Document passage section start
(Reuters) ? Delcath Systems Inc said its experimental cancer treatment was not effective in patients with colorectal cancer in a mid-stage trial, sending its shares down 12 percent in pre-market trade.
The setback comes a week after the same treatment method showed strong efficacy in treating primary liver cancer patients.
The company is designing a minimally invasive procedure to administer high dose chemotherapy drugs to only the diseased organs or regions of the body -- thereby restricting the harsh effects of chemo drugs on other body organs.
Wedbush Securities analyst Nieren Garten said Delcath, which already has a CE mark in Europe for the perfusion of the liver with melphalan, should not read too much into it.
"I think it would not be surprising that with a heavily pre-treated population of only 16 patients, you don't get a response," Garten said.
Delcath's new drug application of the treatment was based on its other late-stage trial data of melanoma metastases and did not include this extra study, he said.
Delcath said its chemosaturation system, which was using melphalan for the treatment, did not prove to be efficacious as the patients had been heavily pre-treated with numerous other chemotherapies.
Sixteen patients with very late-stage colorectal cancer, which had spread to the liver, were recruited into this arm of the trial.
"We will continue to study the efficacy of our chemosaturation system in this patient population that currently has few treatment options," Chief Executive Eamonn Hobbs said.
Delcath said it would initiate a new mid-stage single-arm study in the second half of 2012.
Document passage section end
→ Complete the following
• 1. Name every type of cancer mentioned in the Delcath article above.
• 2. According to the Delcath article above, which drug did the chemosaturation system use in the treatment?
• 3. Write a continuation of the Delcath article, starting after its final sentence.
Extracted entries section start
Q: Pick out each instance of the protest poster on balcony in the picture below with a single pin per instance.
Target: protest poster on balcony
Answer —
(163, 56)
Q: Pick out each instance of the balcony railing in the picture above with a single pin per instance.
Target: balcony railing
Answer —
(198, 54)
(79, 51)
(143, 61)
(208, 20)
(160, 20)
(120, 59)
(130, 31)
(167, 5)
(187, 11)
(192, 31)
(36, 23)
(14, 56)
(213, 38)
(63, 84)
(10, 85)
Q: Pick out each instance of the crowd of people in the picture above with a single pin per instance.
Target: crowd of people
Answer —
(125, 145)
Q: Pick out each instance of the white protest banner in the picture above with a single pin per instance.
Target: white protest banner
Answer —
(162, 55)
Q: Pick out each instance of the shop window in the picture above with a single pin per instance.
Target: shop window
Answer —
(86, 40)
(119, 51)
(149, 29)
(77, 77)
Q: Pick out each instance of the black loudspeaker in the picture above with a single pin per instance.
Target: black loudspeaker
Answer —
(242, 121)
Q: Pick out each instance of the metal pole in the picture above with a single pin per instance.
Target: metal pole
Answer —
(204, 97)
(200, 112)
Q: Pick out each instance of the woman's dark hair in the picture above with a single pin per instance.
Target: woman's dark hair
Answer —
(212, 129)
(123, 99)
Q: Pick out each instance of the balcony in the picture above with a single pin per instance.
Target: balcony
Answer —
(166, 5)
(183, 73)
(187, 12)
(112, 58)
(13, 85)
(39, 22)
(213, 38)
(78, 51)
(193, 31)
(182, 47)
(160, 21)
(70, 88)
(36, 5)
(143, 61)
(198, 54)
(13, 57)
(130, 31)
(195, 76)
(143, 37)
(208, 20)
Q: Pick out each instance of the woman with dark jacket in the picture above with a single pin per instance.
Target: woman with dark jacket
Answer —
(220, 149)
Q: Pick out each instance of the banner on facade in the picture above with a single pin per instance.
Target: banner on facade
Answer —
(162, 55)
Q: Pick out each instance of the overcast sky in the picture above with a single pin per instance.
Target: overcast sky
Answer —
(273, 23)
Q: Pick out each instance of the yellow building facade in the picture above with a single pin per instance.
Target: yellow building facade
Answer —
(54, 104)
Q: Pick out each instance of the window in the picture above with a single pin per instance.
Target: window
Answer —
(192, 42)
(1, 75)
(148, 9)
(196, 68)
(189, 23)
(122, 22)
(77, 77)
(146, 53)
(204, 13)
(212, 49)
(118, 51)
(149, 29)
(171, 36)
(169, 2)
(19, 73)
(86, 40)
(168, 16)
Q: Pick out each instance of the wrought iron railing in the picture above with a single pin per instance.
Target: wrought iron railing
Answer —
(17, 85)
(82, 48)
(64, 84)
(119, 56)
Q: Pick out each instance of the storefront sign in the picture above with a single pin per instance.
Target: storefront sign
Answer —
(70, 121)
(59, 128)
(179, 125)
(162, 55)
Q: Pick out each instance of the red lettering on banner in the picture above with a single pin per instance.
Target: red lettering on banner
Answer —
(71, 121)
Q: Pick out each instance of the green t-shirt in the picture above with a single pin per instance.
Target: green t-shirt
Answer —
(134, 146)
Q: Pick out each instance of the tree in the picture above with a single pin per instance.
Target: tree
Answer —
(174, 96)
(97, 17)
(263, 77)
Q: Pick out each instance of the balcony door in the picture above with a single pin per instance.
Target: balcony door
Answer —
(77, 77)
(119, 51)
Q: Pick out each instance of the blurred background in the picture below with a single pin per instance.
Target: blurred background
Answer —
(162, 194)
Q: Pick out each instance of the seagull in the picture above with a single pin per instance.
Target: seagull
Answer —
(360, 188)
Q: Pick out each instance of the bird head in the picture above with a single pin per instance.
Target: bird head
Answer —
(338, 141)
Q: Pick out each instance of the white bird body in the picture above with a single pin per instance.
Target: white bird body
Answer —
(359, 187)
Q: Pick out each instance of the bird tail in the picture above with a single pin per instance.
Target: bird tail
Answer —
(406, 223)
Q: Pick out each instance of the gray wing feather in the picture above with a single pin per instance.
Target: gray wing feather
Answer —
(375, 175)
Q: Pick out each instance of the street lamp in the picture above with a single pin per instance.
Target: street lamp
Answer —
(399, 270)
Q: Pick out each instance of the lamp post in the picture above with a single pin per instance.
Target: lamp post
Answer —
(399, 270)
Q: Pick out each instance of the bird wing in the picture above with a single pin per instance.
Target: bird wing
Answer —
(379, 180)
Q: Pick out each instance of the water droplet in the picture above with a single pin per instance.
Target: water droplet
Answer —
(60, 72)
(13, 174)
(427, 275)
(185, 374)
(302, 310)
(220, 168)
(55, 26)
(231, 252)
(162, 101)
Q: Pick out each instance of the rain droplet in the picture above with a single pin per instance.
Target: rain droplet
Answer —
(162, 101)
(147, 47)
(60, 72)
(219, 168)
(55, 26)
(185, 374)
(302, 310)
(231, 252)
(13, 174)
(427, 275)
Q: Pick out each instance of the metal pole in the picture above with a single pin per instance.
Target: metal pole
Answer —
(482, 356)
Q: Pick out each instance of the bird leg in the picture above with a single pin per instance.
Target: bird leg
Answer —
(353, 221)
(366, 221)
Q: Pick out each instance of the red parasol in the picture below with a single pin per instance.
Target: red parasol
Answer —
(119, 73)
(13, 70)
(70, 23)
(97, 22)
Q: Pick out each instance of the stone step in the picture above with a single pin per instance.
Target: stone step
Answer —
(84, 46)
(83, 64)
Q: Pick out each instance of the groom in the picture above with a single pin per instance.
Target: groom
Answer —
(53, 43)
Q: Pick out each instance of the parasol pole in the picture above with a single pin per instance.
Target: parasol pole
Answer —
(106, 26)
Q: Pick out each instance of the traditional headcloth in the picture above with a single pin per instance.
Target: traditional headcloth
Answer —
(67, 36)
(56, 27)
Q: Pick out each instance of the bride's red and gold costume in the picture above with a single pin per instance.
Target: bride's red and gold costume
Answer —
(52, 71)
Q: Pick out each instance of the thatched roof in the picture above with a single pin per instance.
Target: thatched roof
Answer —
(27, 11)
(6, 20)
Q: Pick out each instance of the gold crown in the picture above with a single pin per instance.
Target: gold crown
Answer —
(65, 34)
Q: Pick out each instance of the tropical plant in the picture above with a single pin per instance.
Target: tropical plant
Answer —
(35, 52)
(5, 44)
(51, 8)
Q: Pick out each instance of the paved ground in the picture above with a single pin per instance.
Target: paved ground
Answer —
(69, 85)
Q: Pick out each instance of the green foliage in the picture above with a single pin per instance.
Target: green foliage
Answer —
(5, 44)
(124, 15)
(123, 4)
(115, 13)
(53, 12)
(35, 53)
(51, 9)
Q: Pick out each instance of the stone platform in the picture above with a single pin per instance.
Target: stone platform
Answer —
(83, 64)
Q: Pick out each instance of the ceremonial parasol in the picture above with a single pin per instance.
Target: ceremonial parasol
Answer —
Extracted entries section end
→ Answers to the tasks
• 1.
- Colorectal cancer
- Primary liver cancer
- Melanoma metastases

• 2. Melphalan.

• 3.
"I would expect that they get patients who weren't in such dire state and increase the size of the trial," analyst Garten said.
The overall study includes patient with hepatobiliary cancer, metastatic cancer of neuroendocrine, ocular or cutaneous melanoma, and colorectal cancer.
In February, the U.S. Food and Drug Administration refused to accept the marketing application of the system for the treatment of patients with metastatic melanoma in the liver.
The FDA had sought information about manufacturing plant inspection timing, product and sterilization validations and additional safety information.
Delcath said the safety profile of the chemosaturation system was consistent with a previous late-stage melanoma trial.
Colorectal cancer is the fourth most common cancer in men and women in the United States, with more than 150,000 new patients diagnosed each year.
Shares of the New York-based company fell about 12 percent in pre-market trade on Thursday. They closed at $4.14 on Wednesday on Nasdaq.